**Alıntılanan metin**
===============

David Healy, depresyonu iyileştirdiği iddia edilen bazı ilaçları üreten firmalarının arşivlerine girdiğinde bu ilaçlar piyasaya sürülmeden önce yapılan deneylerin bazı sonuçlarının kamuoyundan gizlendiğini ortaya çıkarmıştı. The Guardian’da yayınlanan habere göre, ilaç firmaları deney sonuçlarını kamuoyuyla paylaşırken, bu ilaçların “intihar riskini arttırdığı” bilgisini çıkararak paylaşmıştı.

Algı yönetmenleri ve manipülatörlerin bilgiyi işlemden geçirirken başvurdukları bir diğer teknik vurgulamadır. Bir haberde neyin öne çıkarılacağı, hangi hususun vurgulanıp manşete taşınacağı, hangi bilginin önemsizleştirileceği dikkatle hesaplanmaktadır.

Örneğin, eğer yolsuzluğa bulaşmış birinin babası imamsa, haber; “İmam’ın Oğlu Hırsız Çıktı” manşetiyle verilmektedir. Haberde hırsızlıktan ziyade, hırsızın babasının kimliği öne çıkarılmakta; “Dinden, imandan, ahlaktan bahseden adamlara güven olmaz” mesajı verilmektedir. Mesela şöyle bir haberle muhtemelen hiç karşılaşmamışsınızdır: “Elektrik Mühendisinin Kızı Alkollü Araba Sürmekten Ceza Aldı.”

“Namus” ve “Cinayet” kavramı birlikte kullanılıp namus duyarlılığı masum canlar almaktadır mesajı verilmektedir. Aynı şeyi “Aile İçi Şiddet” kavramında da görmekteyiz.

===============

**Girdi**

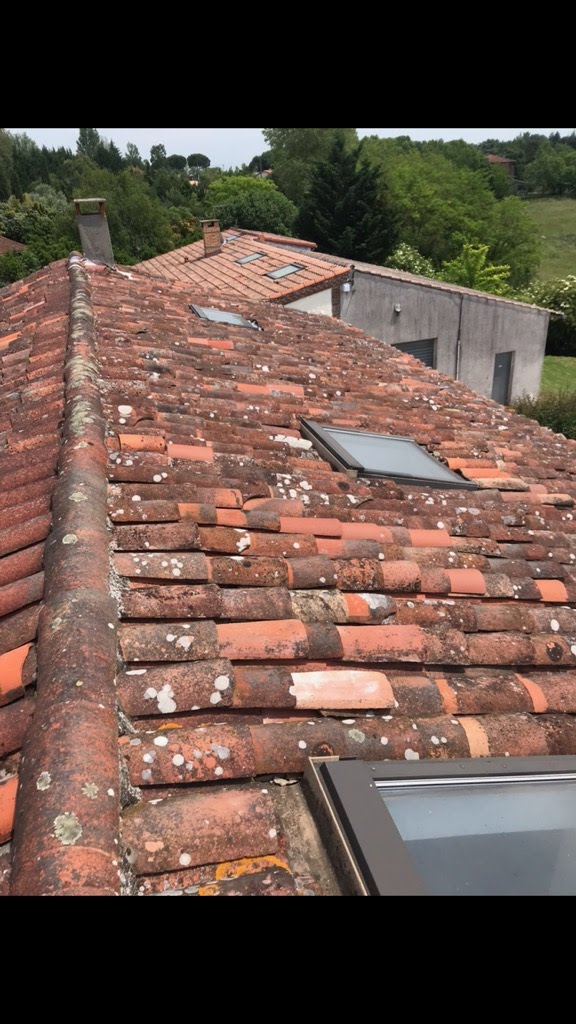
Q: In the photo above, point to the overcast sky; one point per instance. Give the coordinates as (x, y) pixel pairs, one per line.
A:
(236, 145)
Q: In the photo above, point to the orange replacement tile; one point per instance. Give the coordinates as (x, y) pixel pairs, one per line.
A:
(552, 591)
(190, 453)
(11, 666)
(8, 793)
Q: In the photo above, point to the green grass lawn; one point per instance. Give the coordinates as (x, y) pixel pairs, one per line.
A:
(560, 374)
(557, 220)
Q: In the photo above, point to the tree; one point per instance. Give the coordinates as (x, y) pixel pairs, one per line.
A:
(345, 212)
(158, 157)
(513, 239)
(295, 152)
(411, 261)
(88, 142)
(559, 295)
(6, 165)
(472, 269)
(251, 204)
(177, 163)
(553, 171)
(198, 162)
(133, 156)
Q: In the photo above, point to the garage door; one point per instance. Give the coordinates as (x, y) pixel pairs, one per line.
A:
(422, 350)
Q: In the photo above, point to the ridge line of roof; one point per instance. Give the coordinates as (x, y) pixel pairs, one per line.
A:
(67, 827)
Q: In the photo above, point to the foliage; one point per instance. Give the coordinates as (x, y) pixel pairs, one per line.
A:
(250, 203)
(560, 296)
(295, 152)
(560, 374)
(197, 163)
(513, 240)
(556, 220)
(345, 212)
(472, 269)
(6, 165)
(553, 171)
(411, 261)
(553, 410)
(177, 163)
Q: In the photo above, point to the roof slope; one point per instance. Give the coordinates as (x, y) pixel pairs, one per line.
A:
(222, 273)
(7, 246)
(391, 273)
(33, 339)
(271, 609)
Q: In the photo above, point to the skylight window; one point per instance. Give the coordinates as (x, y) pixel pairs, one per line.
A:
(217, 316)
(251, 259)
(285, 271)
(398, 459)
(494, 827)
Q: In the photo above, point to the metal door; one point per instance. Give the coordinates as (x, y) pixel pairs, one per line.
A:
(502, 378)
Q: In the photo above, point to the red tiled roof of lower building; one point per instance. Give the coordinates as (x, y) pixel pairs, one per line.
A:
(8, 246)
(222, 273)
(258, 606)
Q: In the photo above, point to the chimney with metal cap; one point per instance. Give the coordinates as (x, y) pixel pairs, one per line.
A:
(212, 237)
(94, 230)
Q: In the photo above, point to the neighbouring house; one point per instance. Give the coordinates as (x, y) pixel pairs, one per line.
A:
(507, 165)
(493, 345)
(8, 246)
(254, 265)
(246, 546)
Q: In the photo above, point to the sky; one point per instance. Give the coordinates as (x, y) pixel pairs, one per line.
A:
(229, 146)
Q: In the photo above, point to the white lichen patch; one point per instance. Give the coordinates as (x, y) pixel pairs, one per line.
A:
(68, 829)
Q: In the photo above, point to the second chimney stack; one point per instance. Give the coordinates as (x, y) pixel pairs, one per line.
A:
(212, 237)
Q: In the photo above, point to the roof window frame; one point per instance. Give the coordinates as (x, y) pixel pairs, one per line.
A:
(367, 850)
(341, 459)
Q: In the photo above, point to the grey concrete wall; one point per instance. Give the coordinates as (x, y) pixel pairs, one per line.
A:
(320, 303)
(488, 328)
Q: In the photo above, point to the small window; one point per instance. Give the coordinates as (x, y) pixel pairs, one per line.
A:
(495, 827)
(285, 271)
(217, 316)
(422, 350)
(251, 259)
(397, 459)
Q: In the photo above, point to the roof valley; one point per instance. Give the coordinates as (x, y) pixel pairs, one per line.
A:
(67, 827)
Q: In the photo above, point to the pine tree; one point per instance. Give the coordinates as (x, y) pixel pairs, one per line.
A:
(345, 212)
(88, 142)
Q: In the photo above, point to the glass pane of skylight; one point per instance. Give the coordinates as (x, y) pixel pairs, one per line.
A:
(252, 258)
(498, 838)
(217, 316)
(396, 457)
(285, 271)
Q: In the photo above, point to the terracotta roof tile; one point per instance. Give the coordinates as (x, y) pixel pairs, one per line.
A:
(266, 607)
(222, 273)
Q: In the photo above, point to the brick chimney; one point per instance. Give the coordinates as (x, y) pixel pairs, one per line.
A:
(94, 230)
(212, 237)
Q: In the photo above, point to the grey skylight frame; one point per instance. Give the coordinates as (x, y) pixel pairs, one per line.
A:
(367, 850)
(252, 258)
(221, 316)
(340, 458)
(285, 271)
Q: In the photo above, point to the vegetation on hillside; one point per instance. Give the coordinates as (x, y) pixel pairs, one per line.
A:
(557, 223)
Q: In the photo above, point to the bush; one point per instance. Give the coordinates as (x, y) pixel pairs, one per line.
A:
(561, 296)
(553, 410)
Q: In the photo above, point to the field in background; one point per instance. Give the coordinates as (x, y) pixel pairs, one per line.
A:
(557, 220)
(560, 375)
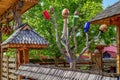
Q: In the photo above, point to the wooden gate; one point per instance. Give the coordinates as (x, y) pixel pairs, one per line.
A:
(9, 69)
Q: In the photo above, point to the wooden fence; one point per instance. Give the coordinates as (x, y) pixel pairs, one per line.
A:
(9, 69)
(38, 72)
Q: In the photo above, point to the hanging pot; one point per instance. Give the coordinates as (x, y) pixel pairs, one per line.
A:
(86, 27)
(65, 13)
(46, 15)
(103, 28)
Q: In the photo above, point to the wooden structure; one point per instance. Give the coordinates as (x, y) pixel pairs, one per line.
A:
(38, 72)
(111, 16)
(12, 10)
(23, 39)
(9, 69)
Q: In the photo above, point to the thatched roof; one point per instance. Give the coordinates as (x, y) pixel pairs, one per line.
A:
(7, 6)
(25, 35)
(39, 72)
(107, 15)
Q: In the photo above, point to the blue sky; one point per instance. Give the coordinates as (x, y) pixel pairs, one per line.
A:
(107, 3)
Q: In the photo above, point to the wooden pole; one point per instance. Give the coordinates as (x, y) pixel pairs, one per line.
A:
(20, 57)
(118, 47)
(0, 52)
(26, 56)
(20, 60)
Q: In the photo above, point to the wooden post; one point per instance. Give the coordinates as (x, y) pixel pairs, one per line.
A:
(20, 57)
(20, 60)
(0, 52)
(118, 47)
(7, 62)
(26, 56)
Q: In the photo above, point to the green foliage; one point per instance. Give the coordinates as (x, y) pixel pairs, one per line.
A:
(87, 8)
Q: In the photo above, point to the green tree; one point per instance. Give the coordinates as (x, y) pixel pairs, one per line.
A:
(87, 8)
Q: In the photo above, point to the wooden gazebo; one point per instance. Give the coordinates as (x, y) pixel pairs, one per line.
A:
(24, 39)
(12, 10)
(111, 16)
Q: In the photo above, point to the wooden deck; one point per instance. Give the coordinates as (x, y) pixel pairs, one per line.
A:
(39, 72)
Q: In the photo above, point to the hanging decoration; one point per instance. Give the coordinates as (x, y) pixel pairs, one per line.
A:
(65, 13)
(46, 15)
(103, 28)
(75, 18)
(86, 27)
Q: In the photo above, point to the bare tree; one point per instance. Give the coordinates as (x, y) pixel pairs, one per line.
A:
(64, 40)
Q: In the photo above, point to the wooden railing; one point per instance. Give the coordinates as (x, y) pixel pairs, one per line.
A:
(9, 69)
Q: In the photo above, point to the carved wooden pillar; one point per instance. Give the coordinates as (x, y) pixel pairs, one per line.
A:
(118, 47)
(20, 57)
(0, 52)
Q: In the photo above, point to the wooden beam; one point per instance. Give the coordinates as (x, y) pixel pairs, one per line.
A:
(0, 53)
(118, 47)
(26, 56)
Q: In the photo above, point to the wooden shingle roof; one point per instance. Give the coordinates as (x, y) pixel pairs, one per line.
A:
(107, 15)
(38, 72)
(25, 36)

===============

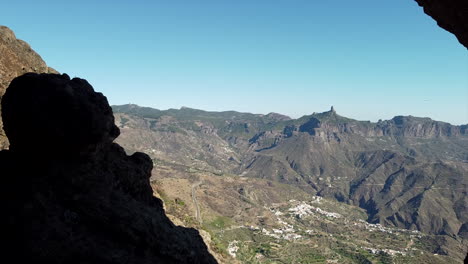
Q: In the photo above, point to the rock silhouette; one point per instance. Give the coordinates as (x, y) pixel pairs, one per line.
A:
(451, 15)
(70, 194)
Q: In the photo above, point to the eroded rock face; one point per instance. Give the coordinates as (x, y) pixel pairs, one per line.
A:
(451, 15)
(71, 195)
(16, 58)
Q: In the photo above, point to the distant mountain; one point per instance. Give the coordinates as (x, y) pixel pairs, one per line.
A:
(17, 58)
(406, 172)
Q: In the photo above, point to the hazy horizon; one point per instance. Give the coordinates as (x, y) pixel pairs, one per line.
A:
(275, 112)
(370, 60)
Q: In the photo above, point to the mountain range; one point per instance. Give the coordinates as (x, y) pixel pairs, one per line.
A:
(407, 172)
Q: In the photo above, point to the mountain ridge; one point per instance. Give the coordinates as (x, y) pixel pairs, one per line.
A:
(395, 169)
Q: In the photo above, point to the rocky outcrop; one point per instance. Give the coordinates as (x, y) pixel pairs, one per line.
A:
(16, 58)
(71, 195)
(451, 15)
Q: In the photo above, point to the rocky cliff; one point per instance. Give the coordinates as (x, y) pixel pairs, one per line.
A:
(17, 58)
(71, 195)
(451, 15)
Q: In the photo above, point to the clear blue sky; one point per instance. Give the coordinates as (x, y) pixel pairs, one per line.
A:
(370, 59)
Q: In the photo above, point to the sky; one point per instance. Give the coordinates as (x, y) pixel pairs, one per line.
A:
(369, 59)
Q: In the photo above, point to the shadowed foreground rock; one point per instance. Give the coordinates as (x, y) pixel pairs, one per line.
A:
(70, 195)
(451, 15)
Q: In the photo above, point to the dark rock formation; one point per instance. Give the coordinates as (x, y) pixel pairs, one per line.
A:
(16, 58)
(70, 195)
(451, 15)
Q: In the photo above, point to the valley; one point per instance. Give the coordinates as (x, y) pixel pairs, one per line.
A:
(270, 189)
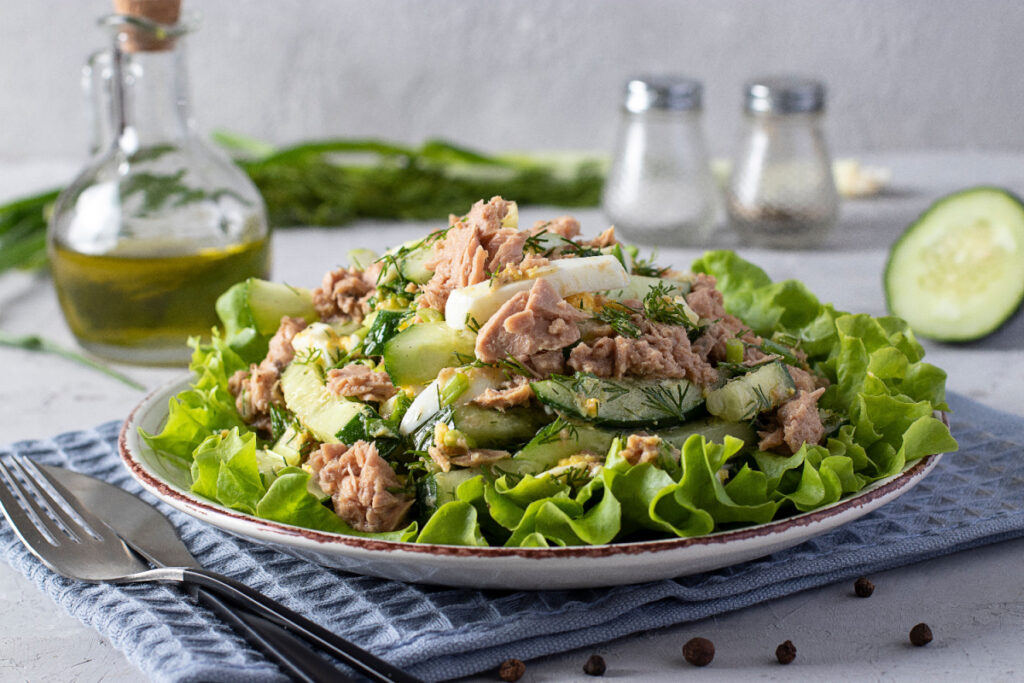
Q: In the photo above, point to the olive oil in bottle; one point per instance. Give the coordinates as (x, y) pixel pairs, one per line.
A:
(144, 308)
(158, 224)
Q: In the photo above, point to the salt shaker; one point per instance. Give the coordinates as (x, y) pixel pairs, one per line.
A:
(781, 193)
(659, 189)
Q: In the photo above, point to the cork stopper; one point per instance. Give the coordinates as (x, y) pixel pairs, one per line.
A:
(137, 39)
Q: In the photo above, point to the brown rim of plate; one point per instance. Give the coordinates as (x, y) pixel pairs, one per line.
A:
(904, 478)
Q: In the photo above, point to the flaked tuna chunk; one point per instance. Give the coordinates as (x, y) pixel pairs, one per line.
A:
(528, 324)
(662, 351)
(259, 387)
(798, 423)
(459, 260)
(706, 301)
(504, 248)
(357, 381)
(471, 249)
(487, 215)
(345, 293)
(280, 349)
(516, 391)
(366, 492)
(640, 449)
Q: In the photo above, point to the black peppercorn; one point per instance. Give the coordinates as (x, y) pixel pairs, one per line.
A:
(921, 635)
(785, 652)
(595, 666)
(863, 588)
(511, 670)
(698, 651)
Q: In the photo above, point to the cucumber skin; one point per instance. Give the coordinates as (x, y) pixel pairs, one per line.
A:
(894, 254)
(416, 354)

===============

**Alıştırma görevleri**
[a] Alıntılanan metinden "Örneğin, eğer yolsuzluğa" ile "kavramında da görmekteyiz." arasındaki bölümü, bu iki ifade de dahil olmak üzere, hiç değiştirmeden geri ver.
[b] Lütfen kayıtlarda "mountain" kelimesinin geçtiği her satırı bul ve bu satırları olduğu gibi yaz.

**Görev yanıtları**
[a]
Örneğin, eğer yolsuzluğa bulaşmış birinin babası imamsa, haber; “İmam’ın Oğlu Hırsız Çıktı” manşetiyle verilmektedir. Haberde hırsızlıktan ziyade, hırsızın babasının kimliği öne çıkarılmakta; “Dinden, imandan, ahlaktan bahseden adamlara güven olmaz” mesajı verilmektedir. Mesela şöyle bir haberle muhtemelen hiç karşılaşmamışsınızdır: “Elektrik Mühendisinin Kızı Alkollü Araba Sürmekten Ceza Aldı.”

“Namus” ve “Cinayet” kavramı birlikte kullanılıp namus duyarlılığı masum canlar almaktadır mesajı verilmektedir. Aynı şeyi “Aile İçi Şiddet” kavramında da görmekteyiz.

[b]
Q: In the photo above, point to the distant mountain; one point per instance. Give the coordinates as (x, y) pixel pairs, one per line.
Q: In the photo above, point to the mountain range; one point per instance. Give the coordinates as (x, y) pixel pairs, one per line.
Q: In the photo above, point to the mountain ridge; one point per instance. Give the coordinates as (x, y) pixel pairs, one per line.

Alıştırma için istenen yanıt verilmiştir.